Data extract →
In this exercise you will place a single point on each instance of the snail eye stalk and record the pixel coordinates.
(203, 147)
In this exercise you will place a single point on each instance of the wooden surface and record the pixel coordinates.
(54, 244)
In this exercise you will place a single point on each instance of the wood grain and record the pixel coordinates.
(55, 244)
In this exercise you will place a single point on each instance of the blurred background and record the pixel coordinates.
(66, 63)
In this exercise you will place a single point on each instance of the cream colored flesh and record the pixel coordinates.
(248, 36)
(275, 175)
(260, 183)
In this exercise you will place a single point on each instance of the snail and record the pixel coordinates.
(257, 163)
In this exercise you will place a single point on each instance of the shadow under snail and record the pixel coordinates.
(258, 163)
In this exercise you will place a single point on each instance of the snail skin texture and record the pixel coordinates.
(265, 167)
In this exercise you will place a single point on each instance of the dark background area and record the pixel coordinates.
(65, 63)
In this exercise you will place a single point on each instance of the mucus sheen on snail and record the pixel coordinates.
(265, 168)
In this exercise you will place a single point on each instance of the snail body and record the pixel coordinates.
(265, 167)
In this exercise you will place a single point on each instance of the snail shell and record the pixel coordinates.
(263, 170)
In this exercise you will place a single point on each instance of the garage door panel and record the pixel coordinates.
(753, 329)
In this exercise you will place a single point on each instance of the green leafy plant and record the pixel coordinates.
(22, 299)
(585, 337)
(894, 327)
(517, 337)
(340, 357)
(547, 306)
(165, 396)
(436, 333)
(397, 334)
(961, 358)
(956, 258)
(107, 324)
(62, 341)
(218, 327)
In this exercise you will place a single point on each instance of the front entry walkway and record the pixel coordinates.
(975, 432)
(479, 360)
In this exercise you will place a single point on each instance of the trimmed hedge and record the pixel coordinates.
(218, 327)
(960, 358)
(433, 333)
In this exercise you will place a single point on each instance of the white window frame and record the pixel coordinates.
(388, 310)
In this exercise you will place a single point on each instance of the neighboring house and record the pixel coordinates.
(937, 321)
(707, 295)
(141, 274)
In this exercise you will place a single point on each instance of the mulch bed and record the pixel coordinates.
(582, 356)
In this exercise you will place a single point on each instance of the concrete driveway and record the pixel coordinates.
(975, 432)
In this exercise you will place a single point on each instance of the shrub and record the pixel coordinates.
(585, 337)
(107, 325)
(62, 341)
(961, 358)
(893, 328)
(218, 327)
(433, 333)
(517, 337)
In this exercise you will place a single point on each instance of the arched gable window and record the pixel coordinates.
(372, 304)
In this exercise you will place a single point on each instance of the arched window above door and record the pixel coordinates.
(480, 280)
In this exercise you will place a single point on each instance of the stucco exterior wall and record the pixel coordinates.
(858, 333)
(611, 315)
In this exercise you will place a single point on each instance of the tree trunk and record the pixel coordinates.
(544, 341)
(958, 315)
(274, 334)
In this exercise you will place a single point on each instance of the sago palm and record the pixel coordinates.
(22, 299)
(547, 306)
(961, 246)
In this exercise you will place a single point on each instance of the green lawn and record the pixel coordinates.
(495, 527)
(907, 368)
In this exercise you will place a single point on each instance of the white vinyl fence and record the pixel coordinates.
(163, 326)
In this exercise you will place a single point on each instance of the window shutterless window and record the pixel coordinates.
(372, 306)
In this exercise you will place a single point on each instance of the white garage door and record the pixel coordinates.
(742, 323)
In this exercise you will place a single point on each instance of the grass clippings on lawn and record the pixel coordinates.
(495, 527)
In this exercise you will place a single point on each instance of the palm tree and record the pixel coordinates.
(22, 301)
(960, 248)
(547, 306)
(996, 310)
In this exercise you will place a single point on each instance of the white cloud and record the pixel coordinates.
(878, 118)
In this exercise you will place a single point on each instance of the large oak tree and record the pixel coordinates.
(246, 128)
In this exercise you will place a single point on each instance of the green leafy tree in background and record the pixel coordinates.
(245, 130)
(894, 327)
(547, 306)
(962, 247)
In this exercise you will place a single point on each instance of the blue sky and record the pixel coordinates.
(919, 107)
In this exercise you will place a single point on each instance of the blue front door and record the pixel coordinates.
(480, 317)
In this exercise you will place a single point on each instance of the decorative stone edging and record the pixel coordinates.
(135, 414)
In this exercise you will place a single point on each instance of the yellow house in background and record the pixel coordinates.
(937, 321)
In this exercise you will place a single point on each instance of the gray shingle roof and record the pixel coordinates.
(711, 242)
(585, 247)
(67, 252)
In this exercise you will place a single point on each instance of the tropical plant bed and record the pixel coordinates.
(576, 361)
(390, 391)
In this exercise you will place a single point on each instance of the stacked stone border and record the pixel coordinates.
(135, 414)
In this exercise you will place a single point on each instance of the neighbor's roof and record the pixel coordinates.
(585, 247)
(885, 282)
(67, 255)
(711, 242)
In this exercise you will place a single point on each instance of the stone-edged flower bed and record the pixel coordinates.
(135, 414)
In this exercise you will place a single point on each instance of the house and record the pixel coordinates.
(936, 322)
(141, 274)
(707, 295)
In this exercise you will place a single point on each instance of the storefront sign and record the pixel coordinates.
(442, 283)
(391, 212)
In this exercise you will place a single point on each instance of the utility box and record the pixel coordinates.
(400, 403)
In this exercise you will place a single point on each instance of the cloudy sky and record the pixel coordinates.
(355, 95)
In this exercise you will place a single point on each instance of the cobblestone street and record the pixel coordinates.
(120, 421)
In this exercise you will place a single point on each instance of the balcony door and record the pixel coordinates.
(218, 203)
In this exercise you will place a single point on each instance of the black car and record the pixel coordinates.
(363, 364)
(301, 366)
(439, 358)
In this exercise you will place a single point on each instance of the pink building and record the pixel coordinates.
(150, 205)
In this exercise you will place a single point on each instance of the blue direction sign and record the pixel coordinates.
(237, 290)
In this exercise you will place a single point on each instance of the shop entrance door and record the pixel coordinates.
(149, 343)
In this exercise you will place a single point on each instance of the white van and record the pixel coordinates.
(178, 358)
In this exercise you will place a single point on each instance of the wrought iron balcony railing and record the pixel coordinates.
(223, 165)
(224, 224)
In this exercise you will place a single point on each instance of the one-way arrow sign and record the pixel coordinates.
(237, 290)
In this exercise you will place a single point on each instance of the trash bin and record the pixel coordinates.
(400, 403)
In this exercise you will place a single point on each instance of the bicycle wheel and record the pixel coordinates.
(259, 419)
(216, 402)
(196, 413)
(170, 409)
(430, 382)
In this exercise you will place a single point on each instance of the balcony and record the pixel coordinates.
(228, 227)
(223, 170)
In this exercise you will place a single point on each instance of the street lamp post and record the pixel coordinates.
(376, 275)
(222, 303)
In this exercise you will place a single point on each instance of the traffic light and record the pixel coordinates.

Exercise prompt →
Print the listing above in full, exactly as it is.

Solution to this task →
In this exercise you will place a single point on each instance of the snail eye stalk and record the pixel coordinates.
(203, 147)
In this exercise you will place a single point on each instance of the wooden surface and record the pixel coordinates.
(54, 244)
In this exercise you will place a single point on each instance of the wood grain and record the pixel coordinates.
(55, 244)
In this exercise you will place a single point on each instance of the blurred background and record the pixel coordinates.
(66, 63)
In this exercise you will place a single point on each instance of the cream colored flesh and record the pixel coordinates.
(248, 36)
(275, 175)
(260, 183)
In this exercise you will place a single point on each instance of the snail and record the pixel coordinates.
(257, 163)
In this exercise you will place a single point on each instance of the shadow under snail and record the pixel coordinates.
(258, 163)
In this exercise you will place a single point on each instance of the snail skin texture and record the pixel coordinates.
(265, 167)
In this exercise you will place a single point on each instance of the dark background area and record the pixel coordinates.
(65, 63)
In this exercise you will place a single point on each instance of the mucus sheen on snail and record the pixel coordinates.
(265, 168)
In this exercise you will place a single point on each instance of the snail body and record the pixel coordinates.
(265, 167)
In this exercise you will place a single point on each instance of the snail shell and record the pixel coordinates.
(263, 170)
In this exercise you will place a single point on each instance of the garage door panel and record the pixel coordinates.
(753, 329)
In this exercise you will place a single point on each instance of the green leafy plant and record the pixel coordinates.
(22, 299)
(585, 337)
(894, 327)
(517, 337)
(340, 357)
(547, 306)
(165, 396)
(436, 333)
(397, 334)
(961, 358)
(956, 258)
(107, 324)
(62, 341)
(218, 327)
In this exercise you will place a single point on each instance of the front entry walkway and record the pixel coordinates.
(975, 432)
(479, 360)
In this exercise you will place a single point on each instance of the trimmed hedge and record the pixel coordinates.
(218, 327)
(960, 358)
(433, 333)
In this exercise you will place a single point on each instance of the white window frame and record the pixel coordinates.
(388, 310)
In this exercise you will place a single point on each instance of the neighboring house and record the pixel coordinates.
(937, 321)
(707, 295)
(141, 274)
In this exercise you will place a single point on each instance of the mulch bed and record the pixel coordinates.
(582, 356)
In this exercise you will place a single point on each instance of the concrete driveway and record the pixel coordinates.
(975, 432)
In this exercise you will place a single point on each instance of the shrub and record the pixel coordinates.
(585, 337)
(107, 325)
(62, 341)
(961, 358)
(893, 328)
(218, 327)
(433, 333)
(517, 337)
In this exercise you will place a single point on each instance of the arched gable window and record the pixel coordinates.
(372, 304)
In this exercise you will place a single point on each instance of the arched window above door and record the pixel coordinates.
(480, 280)
In this exercise you will place a single point on each instance of the stucco exterior wall and record the pixel coordinates.
(858, 333)
(611, 315)
In this exercise you will place a single point on each instance of the tree trunk and record the pixel coordinates.
(544, 341)
(958, 315)
(274, 334)
In this exercise you will place a single point on each instance of the sago palm and record the pixel coordinates.
(22, 299)
(547, 306)
(961, 246)
In this exercise you will place a single point on each instance of the green lawn and record the pixel coordinates.
(495, 527)
(907, 368)
In this exercise you will place a single point on each instance of the white vinyl fence and record the pixel coordinates.
(163, 326)
In this exercise you will place a single point on each instance of the window shutterless window and record the pixel coordinates.
(372, 306)
In this exercise you will place a single point on each instance of the white garage door and record the pixel coordinates.
(742, 323)
In this exercise you will place a single point on each instance of the grass clippings on lawn and record the pixel coordinates.
(495, 527)
In this exercise you will place a single point on each instance of the palm tree and record the pixel coordinates.
(22, 301)
(960, 248)
(547, 306)
(996, 310)
In this exercise you will place a single point on each instance of the white cloud and record the pixel coordinates.
(878, 118)
In this exercise you will place a single point on each instance of the large oak tree and record the pixel coordinates.
(246, 128)
In this exercise you will place a single point on each instance of the green leafy tree in background and record the pixel coordinates.
(245, 130)
(894, 327)
(547, 306)
(962, 247)
In this exercise you will place a single point on each instance of the blue sky and record the pixel coordinates.
(919, 107)
In this exercise you will place a single point on each instance of the blue front door and record the pixel coordinates.
(480, 317)
In this exercise you will place a single point on each instance of the decorative stone edging and record the pixel coordinates.
(135, 414)
In this exercise you will place a single point on each instance of the yellow house in background and record the pixel coordinates.
(937, 321)
In this exercise you will place a single point on each instance of the gray shingle roof and record the pixel coordinates.
(711, 242)
(585, 247)
(67, 252)
In this exercise you will place a single point on each instance of the tropical plant bed and record the pixel coordinates.
(576, 361)
(390, 391)
In this exercise you will place a single point on each instance of the stacked stone border and record the pixel coordinates.
(135, 414)
In this exercise you will place a single point on each instance of the neighbor's roof and record the pixel coordinates.
(585, 247)
(885, 282)
(67, 255)
(711, 242)
In this exercise you will place a single point on each instance of the stone-edged flower bed and record the pixel coordinates.
(135, 414)
In this exercise you will place a single point on each instance of the house and record the pixel coordinates.
(936, 322)
(141, 274)
(707, 295)
In this exercise you will place a single point on each instance of the storefront sign and record the pixel coordinates.
(442, 283)
(391, 212)
In this exercise you will place a single point on each instance of the utility box and record the pixel coordinates.
(400, 403)
In this exercise you will place a single point on each instance of the cloudy sky and record the pixel coordinates.
(355, 95)
In this exercise you will place a single point on each instance of the cobblestone street and record the pixel coordinates.
(120, 421)
In this exercise you will place a single point on each instance of the balcony door and record the pixel coordinates.
(218, 203)
In this exercise you will place a single point on each instance of the black car and record the pixel coordinates.
(363, 364)
(301, 366)
(439, 358)
In this exercise you will place a single point on each instance of the pink building and record the pixel coordinates.
(150, 205)
In this exercise you will place a single point on each instance of the blue direction sign and record the pixel coordinates.
(237, 290)
In this exercise you will place a single point on each instance of the shop entrance door and record the pixel coordinates.
(149, 343)
In this exercise you will place a single point on each instance of the white van and record the pixel coordinates.
(178, 358)
In this exercise you will place a single point on each instance of the wrought iron balcony railing and record the pixel coordinates.
(223, 165)
(224, 224)
In this exercise you will place a single point on each instance of the one-way arrow sign and record the pixel coordinates.
(237, 290)
In this exercise you will place a single point on each instance of the trash bin and record the pixel coordinates.
(400, 403)
In this exercise you will place a single point on each instance of the bicycle wheel and record the pixel coordinates.
(259, 419)
(216, 402)
(196, 413)
(170, 409)
(430, 382)
In this exercise you will place a single point on each instance of the balcony and record the pixel coordinates.
(228, 227)
(223, 170)
In this exercise you will place a single point on each instance of the street lamp post and record the pixel coordinates.
(376, 275)
(222, 303)
In this exercise you will place a single point on each instance of the traffic light and record the pixel coordinates.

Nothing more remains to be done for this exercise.